Your task:
Begin at the line with "Target: white collar" and return each line through the final one of the listing below, exactly as written.

** Opening Material provided block **

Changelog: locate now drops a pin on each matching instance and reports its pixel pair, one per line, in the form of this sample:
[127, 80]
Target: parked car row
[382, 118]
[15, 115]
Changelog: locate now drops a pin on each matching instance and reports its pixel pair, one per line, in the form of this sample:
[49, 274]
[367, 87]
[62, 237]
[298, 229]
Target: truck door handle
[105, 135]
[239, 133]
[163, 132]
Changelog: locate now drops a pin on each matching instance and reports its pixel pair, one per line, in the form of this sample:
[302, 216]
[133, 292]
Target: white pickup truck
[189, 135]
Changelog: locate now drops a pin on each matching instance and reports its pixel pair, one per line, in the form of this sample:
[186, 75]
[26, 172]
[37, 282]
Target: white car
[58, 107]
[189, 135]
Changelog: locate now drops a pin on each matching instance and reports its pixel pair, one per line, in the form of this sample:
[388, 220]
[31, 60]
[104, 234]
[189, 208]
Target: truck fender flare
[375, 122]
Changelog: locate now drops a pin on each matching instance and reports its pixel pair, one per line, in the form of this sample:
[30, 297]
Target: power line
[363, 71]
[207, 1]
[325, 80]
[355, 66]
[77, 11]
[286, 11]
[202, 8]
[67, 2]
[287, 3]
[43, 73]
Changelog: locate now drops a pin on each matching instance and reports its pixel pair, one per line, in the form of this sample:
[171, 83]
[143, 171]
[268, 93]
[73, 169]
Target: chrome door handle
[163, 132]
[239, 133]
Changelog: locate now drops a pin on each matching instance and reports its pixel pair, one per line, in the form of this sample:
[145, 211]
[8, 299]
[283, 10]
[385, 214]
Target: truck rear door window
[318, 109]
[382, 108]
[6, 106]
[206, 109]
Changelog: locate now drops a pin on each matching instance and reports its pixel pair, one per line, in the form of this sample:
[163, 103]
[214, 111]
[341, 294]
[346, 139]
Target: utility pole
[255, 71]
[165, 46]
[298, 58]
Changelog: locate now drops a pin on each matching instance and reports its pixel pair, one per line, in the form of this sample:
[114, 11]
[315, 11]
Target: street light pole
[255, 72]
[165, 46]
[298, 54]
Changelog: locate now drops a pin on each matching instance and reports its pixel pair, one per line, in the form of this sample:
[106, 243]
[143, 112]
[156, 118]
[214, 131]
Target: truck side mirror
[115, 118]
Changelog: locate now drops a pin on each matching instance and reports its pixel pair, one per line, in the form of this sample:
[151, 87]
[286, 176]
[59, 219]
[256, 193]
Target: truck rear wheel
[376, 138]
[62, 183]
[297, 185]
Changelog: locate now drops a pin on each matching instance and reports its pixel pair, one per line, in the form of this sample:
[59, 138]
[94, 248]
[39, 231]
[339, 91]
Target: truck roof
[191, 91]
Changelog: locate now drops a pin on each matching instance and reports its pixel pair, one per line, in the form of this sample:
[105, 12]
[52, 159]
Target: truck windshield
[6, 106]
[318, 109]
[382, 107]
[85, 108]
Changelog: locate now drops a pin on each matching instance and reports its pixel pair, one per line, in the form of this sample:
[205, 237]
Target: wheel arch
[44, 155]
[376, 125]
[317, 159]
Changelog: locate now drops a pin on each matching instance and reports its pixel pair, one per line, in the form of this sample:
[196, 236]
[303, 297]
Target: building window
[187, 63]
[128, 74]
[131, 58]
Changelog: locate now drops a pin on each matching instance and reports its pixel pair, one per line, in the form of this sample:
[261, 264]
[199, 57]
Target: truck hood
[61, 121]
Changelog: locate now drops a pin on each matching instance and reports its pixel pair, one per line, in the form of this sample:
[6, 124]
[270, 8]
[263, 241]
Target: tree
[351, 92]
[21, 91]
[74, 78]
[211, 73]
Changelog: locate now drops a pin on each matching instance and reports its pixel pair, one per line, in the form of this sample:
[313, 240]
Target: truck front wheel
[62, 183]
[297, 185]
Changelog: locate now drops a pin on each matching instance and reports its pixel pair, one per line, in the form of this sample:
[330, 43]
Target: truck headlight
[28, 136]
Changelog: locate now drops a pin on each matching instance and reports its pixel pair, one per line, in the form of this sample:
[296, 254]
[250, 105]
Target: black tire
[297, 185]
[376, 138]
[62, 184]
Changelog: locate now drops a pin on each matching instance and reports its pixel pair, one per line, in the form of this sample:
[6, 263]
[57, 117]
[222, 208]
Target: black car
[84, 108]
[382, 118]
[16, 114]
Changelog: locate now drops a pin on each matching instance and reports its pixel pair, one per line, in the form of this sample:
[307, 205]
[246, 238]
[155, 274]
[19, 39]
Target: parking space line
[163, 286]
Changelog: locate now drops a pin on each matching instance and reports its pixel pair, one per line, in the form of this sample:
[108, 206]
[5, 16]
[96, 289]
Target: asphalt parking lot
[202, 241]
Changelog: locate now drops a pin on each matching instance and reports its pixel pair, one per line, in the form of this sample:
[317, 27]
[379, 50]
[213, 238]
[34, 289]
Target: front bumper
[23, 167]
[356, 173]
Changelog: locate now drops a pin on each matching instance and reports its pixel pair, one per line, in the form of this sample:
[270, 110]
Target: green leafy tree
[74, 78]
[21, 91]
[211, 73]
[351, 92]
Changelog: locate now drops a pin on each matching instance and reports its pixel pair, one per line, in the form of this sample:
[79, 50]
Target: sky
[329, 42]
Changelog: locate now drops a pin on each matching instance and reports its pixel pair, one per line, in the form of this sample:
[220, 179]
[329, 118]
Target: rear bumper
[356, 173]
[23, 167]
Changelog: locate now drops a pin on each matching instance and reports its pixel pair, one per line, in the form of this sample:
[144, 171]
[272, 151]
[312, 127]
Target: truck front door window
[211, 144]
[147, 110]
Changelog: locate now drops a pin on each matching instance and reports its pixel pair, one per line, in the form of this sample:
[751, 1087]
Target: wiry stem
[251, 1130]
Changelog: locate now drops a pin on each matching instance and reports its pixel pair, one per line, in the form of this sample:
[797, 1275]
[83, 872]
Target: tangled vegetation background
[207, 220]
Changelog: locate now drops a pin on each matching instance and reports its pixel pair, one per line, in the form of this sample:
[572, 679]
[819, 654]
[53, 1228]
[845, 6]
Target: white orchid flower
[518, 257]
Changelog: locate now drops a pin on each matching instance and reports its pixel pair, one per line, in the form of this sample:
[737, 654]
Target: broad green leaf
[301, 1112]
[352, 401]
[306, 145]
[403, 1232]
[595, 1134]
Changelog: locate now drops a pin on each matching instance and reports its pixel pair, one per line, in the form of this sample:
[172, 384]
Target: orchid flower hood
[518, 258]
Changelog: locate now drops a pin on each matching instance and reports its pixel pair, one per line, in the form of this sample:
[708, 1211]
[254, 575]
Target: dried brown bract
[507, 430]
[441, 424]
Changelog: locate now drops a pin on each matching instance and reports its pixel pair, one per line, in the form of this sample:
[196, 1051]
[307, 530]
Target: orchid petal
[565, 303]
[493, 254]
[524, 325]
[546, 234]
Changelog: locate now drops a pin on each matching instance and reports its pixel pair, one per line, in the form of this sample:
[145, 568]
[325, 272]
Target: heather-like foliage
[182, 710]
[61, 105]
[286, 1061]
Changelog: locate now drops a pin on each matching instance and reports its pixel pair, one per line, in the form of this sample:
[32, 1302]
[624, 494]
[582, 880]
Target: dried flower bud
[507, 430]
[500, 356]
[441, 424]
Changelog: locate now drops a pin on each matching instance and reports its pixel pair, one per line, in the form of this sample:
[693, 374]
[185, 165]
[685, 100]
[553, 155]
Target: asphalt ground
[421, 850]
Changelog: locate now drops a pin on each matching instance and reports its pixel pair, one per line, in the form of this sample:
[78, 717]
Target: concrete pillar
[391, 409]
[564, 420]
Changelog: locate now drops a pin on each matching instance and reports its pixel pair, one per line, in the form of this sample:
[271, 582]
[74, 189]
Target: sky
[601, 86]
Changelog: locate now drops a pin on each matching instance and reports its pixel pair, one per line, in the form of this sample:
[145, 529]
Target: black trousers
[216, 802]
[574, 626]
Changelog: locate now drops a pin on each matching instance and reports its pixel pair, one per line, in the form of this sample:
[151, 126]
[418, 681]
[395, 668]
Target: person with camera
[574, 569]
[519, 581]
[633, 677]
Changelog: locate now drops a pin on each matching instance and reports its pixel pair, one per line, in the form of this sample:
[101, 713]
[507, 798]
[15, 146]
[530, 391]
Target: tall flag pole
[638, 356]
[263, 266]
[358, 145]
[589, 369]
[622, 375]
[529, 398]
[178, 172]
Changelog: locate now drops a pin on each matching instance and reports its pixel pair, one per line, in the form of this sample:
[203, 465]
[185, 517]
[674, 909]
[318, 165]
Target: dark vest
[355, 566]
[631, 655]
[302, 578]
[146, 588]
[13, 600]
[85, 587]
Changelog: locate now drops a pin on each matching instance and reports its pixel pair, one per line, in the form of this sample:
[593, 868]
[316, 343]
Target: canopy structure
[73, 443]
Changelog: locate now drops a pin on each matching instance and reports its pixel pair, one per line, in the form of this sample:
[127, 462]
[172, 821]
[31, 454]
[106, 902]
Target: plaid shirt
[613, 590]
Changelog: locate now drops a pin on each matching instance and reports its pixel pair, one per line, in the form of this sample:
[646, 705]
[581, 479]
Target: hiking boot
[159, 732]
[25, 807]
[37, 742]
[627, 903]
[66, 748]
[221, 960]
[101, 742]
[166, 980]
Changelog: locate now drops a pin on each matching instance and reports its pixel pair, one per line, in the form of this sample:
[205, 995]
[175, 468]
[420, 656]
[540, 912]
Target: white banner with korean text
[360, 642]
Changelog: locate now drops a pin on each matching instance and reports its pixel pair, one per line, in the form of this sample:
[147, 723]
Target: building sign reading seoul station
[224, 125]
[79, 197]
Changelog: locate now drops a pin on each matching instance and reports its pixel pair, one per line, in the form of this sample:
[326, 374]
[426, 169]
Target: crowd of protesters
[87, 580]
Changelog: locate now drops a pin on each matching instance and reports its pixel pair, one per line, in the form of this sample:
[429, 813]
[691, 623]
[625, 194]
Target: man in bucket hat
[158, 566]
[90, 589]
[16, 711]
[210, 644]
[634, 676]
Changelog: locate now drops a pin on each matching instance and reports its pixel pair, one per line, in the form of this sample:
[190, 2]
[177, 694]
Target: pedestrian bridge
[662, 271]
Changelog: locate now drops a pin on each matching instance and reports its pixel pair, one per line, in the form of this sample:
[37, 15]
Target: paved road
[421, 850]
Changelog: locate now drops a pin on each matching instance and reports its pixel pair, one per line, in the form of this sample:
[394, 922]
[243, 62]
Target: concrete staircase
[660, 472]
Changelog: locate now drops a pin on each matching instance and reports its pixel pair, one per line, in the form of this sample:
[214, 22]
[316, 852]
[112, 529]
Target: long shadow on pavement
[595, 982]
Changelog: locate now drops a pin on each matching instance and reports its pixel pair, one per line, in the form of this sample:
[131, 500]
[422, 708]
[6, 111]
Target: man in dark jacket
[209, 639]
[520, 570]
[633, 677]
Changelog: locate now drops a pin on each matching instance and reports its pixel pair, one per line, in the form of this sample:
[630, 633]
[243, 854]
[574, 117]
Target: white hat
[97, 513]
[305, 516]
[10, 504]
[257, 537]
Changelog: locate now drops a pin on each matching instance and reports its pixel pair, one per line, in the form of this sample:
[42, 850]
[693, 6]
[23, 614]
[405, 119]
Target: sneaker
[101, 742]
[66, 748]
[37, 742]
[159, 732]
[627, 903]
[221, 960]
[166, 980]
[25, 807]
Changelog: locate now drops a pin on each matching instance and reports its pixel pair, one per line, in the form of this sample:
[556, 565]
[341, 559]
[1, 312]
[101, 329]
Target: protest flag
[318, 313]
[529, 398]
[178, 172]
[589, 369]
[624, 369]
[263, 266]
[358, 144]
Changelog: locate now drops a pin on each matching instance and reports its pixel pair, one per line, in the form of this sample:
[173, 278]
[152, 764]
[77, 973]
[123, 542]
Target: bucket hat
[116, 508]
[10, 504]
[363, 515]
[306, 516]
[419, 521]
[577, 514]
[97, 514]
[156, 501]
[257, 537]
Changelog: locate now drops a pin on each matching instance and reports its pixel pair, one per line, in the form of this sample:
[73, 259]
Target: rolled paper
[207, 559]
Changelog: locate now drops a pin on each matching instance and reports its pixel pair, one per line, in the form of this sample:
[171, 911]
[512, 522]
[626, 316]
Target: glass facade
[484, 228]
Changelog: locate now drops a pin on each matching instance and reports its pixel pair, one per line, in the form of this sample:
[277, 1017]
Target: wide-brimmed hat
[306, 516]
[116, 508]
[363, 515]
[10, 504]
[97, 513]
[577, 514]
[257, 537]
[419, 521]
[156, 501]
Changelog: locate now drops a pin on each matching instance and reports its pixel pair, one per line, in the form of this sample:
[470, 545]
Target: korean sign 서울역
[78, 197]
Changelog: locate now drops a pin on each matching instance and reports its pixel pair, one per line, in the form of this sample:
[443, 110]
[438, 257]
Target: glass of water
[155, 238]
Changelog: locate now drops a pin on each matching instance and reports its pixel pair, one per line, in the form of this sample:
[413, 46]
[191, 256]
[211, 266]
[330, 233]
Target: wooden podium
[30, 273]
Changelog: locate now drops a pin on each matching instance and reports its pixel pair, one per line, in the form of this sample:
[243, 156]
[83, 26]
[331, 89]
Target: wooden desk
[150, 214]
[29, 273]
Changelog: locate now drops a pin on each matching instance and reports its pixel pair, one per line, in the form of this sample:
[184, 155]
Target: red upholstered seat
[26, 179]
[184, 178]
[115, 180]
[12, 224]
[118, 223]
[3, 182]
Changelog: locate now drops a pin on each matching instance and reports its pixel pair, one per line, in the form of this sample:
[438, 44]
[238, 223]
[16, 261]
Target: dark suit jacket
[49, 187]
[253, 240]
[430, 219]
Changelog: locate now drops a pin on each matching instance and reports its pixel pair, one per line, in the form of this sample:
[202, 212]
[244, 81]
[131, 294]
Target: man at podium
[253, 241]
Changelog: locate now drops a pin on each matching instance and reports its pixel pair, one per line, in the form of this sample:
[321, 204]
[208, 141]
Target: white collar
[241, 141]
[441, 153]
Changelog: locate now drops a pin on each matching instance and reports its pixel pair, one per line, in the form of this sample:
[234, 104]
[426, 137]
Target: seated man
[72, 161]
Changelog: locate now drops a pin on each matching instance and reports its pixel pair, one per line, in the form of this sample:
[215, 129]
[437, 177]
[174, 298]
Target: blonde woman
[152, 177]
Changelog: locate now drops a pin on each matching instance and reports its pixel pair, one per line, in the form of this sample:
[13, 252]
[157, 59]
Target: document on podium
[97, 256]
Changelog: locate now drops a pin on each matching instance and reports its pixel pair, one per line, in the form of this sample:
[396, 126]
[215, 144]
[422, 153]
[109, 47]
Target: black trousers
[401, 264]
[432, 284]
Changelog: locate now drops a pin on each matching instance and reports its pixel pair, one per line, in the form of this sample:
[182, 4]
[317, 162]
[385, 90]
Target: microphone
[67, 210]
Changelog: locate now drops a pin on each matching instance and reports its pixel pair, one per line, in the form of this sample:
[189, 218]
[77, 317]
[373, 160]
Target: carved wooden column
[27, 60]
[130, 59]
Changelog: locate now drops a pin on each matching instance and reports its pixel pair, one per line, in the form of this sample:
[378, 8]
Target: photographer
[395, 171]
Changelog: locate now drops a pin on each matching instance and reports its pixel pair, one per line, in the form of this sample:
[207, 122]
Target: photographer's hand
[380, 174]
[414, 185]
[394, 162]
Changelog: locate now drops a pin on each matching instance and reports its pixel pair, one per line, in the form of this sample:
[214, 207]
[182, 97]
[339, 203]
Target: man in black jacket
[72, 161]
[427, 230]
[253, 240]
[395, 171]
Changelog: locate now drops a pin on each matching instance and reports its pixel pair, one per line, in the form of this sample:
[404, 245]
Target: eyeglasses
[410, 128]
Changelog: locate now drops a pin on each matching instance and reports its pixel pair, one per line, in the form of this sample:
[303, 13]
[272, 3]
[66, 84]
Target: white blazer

** Closing Material provided block **

Solution for this problem:
Target: white collar
[241, 141]
[441, 153]
Changelog: locate now drops a pin on each matching instance and reports its pixel pair, one per line, in the form of this sample:
[234, 104]
[426, 137]
Target: seated man
[72, 161]
Changelog: locate now drops a pin on each matching instance and reports its pixel pair, one per line, in the form of this sample:
[215, 129]
[437, 177]
[174, 298]
Target: blonde woman
[152, 177]
Changelog: locate now drops a pin on each matching instance and reports its pixel pair, one per line, in the form of this sample:
[13, 252]
[157, 59]
Target: document on podium
[97, 256]
Changelog: locate now drops a pin on each matching instance and reports its pixel pair, one per line, in the form of this sample:
[396, 126]
[215, 144]
[422, 153]
[109, 47]
Target: black trousers
[401, 264]
[432, 284]
Changelog: locate now drops a pin on each matching instance and reports its pixel pair, one per line, in the form of this sample:
[182, 4]
[317, 162]
[385, 90]
Target: microphone
[67, 210]
Changelog: locate now drops a pin on each matching instance and reports its pixel pair, one per line, in the form of this sample:
[189, 218]
[77, 317]
[373, 160]
Target: carved wooden column
[27, 60]
[130, 59]
Changelog: locate now drops a pin on each matching instance and reports its pixel pair, one per line, in the form of this sample:
[378, 8]
Target: photographer
[395, 171]
Changelog: locate now drops a pin on each matching instance and reports its pixel pair, one per line, in the form of this sample:
[207, 122]
Target: photographer's hand
[380, 174]
[414, 185]
[394, 162]
Changelog: locate now drops a pin on each matching instance and reports its pixel pair, one per line, in the form of this sample:
[214, 207]
[182, 97]
[339, 203]
Target: man in black jacket
[72, 161]
[427, 230]
[253, 240]
[395, 171]
Changelog: locate now drops a pin on each matching instance and reports its pixel pair, one per line, in the form of this sample:
[404, 245]
Target: eyeglasses
[410, 128]
Changelog: locate now drops a pin on each matching instance and reports its pixel pair, one per line, in the form of this sample:
[303, 13]
[272, 3]
[66, 84]
Target: white blazer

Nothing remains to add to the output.